* **REQUIREMENT**
Please copy each of the following records line for line, with no change to any word, number or bracket.

### DATA LISTING ###

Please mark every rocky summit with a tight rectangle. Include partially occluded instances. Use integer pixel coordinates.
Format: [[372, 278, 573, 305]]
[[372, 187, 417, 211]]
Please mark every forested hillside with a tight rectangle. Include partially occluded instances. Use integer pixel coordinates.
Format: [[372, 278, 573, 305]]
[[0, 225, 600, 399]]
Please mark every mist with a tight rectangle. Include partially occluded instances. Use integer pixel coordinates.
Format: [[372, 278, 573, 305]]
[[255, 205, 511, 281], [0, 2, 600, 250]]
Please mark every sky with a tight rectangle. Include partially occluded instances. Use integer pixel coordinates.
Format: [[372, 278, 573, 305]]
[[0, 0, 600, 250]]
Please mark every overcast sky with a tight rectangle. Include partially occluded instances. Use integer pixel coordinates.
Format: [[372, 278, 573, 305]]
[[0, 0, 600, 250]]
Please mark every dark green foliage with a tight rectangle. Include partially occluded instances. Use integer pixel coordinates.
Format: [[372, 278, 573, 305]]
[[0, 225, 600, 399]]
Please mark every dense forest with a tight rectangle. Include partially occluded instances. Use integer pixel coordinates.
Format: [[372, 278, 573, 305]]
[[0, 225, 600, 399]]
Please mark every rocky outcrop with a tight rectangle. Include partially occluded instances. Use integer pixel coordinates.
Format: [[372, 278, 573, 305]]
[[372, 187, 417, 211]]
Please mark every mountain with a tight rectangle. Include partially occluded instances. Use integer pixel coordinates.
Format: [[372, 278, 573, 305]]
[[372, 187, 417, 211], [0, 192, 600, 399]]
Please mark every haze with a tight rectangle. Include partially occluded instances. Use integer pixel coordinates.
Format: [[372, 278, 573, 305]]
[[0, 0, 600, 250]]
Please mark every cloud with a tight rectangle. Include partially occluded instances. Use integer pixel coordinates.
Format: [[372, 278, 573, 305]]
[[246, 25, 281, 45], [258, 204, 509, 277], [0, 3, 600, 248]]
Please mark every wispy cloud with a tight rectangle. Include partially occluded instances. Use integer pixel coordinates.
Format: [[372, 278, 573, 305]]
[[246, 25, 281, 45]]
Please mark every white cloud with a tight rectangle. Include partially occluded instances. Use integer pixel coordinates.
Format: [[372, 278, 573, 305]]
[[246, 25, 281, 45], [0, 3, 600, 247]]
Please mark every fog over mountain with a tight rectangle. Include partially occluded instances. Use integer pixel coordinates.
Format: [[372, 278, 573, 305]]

###

* **TASK RESULT**
Please mark every rocky summit with a tight rectangle. Include partially occluded instances. Use integer pixel coordinates.
Format: [[372, 278, 573, 305]]
[[372, 187, 417, 211]]
Please mark every forested hillside with a tight rectangle. Include partially occluded instances. Use integer pixel coordinates.
Format: [[372, 278, 573, 305]]
[[0, 225, 600, 399]]
Please mark every mist with a tight rectangle. Include partially occluded instances. Use integer pixel coordinates.
Format: [[372, 278, 573, 305]]
[[255, 205, 511, 281], [0, 2, 600, 250]]
Please mark every sky with a tight rectangle. Include partially occluded instances. Use integer pixel coordinates.
Format: [[372, 278, 573, 305]]
[[0, 0, 600, 250]]
Please mark every overcast sky with a tight rectangle. Include partially occluded instances. Use integer pixel coordinates.
Format: [[372, 278, 573, 305]]
[[0, 0, 600, 250]]
Please mark every dark green foliage with a tight rectangle. Include partially occluded instances. Use integer pixel coordinates.
Format: [[372, 278, 573, 305]]
[[0, 225, 600, 399]]
Please mark every dense forest with a tight rectangle. Include partially occluded instances. Use integer pixel coordinates.
Format: [[372, 278, 573, 305]]
[[0, 225, 600, 399]]
Please mark every rocky outcrop with a tight rectangle. Include partially occluded instances. Use integer pixel coordinates.
Format: [[372, 278, 573, 305]]
[[372, 187, 417, 211]]
Please mark every mountain with a tight rectangle. Include partially occluded instances. Use integer pixel coordinates.
Format: [[372, 278, 573, 305]]
[[372, 187, 417, 211], [0, 192, 600, 399]]
Please mark every haze with a tight rectangle. Include partially occluded instances. Use integer pixel coordinates.
Format: [[372, 278, 573, 305]]
[[0, 0, 600, 250]]
Please mark every cloud with a tight rectangle. Include partially occluded instances. Use integer pixel coordinates.
Format: [[372, 278, 573, 305]]
[[246, 25, 281, 45], [258, 204, 509, 277], [0, 3, 600, 248]]
Please mark every wispy cloud with a tight rectangle. Include partially occluded instances. Use integer pixel coordinates.
Format: [[372, 278, 573, 305]]
[[246, 25, 281, 45]]
Please mark every white cloud with a tight rectangle. Include partially occluded instances. Use integer pixel coordinates.
Format: [[372, 278, 573, 305]]
[[246, 25, 281, 45], [0, 3, 600, 247]]
Please mark every fog over mountain with a tight rectangle. Include partially occluded instances. Use integer pixel coordinates.
Format: [[372, 278, 573, 305]]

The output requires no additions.